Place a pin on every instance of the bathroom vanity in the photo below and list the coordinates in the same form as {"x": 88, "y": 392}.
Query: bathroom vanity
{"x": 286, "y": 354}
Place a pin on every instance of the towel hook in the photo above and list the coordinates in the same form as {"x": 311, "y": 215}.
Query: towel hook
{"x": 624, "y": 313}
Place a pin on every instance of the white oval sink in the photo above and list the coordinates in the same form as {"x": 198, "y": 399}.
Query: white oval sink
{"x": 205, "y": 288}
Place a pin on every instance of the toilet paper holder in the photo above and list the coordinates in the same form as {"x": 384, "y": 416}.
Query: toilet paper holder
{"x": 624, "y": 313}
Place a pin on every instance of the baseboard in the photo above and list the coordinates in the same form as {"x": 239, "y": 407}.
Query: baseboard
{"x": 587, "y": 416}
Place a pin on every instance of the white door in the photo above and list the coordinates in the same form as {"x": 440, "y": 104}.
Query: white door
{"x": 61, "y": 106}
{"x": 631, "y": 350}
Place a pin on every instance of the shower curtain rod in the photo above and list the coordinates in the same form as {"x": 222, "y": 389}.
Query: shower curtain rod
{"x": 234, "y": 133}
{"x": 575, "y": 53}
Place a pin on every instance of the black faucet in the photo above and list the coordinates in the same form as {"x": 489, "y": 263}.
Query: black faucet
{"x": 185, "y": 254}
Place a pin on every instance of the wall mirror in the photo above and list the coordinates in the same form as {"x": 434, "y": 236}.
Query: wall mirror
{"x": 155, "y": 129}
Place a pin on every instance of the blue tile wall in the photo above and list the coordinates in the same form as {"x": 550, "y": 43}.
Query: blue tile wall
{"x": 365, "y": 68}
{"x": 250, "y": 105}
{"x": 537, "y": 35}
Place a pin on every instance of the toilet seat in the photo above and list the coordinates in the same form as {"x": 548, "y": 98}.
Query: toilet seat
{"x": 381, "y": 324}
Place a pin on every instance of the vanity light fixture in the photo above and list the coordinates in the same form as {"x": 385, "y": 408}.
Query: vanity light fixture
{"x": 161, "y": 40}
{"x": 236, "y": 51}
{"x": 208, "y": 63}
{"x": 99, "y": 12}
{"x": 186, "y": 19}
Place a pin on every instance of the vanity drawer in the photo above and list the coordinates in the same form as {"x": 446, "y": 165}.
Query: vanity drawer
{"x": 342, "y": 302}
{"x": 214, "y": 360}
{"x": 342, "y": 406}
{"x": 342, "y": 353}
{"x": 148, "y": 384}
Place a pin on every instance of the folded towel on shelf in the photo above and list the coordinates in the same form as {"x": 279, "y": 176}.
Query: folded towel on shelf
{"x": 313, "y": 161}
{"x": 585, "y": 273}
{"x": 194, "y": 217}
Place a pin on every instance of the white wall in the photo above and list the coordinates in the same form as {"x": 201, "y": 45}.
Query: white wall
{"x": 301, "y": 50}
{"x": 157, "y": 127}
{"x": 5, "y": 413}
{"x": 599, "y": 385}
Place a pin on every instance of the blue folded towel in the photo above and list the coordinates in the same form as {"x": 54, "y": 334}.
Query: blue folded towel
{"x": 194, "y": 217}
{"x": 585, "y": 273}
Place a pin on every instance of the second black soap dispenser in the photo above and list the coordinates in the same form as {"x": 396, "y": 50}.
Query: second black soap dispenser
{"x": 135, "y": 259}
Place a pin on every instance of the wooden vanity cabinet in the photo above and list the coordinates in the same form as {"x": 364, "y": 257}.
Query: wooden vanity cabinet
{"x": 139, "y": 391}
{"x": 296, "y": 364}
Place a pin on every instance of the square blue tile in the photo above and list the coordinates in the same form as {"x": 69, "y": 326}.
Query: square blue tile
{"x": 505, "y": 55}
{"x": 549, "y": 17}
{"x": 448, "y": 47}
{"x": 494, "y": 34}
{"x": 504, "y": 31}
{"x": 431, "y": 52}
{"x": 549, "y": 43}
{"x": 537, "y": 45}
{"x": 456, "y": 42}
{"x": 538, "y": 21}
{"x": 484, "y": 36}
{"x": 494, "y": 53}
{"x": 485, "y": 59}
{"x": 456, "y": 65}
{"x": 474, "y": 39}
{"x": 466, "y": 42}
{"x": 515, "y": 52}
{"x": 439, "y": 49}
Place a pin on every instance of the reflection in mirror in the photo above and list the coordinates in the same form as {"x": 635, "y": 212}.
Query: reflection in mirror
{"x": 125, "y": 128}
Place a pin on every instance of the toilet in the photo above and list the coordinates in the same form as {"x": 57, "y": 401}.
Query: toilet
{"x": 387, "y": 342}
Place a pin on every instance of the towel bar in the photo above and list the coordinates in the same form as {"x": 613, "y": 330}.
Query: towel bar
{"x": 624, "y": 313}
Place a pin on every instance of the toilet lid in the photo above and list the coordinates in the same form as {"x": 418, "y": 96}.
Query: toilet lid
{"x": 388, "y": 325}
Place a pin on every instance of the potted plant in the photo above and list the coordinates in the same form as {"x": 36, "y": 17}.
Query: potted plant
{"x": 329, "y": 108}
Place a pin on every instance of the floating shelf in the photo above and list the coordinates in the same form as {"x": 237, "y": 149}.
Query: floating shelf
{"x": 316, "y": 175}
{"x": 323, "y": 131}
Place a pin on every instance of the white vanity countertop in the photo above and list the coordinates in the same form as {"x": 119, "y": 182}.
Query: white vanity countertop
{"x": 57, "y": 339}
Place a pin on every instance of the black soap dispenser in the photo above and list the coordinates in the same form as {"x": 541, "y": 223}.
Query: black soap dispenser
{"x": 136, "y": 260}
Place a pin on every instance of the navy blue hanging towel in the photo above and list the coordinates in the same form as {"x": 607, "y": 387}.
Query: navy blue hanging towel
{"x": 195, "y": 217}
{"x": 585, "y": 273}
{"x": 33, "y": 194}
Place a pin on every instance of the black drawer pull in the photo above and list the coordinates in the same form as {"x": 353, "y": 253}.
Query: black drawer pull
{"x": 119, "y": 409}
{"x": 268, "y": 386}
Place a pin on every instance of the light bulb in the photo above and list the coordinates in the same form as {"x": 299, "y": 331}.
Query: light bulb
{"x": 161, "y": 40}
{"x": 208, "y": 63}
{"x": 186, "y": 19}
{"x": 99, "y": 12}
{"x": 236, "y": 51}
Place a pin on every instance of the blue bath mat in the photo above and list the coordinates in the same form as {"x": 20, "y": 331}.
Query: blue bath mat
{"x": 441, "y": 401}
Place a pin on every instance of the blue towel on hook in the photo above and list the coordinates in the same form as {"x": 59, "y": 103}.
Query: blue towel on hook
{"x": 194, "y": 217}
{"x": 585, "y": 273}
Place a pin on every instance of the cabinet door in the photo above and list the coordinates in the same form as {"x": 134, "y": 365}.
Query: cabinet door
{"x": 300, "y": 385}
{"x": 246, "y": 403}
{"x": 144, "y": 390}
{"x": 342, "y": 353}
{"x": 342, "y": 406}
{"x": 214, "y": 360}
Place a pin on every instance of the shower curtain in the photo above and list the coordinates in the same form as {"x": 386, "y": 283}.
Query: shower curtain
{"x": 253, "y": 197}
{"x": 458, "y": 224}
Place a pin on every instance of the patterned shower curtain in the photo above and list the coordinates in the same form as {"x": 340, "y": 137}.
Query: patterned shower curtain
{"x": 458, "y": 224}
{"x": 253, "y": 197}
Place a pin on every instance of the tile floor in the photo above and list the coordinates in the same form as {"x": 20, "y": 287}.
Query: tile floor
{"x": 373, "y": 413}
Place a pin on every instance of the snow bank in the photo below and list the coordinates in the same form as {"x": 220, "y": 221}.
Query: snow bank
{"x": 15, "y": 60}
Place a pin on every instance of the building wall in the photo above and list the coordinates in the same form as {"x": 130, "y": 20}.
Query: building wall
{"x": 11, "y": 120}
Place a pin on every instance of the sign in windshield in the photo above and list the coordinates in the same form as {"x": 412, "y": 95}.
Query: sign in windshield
++++++++++
__What you should do__
Exactly the lines from the one containing "Place a pin on every instance of the patterned" through the final line above, and only those, should be given again.

__Completed task__
Place a pin on every instance of the patterned shower curtain in the photo above and list the coordinates in the same form as {"x": 340, "y": 137}.
Query: patterned shower curtain
{"x": 458, "y": 224}
{"x": 253, "y": 197}
Place a pin on every instance of the tile floor in the photo above and list the coordinates in the same form as {"x": 20, "y": 287}.
Query: tile floor
{"x": 373, "y": 413}
Place a pin on every instance of the snow bank in the photo below and list the coordinates in the same form as {"x": 220, "y": 221}.
Query: snow bank
{"x": 15, "y": 60}
Place a pin on every instance of the building wall in the photo above and list the coordinates in the same form as {"x": 130, "y": 20}.
Query: building wall
{"x": 11, "y": 120}
Place a pin on every instance of the sign in windshield in the photo above and list the coordinates in the same form as {"x": 412, "y": 95}.
Query: sign in windshield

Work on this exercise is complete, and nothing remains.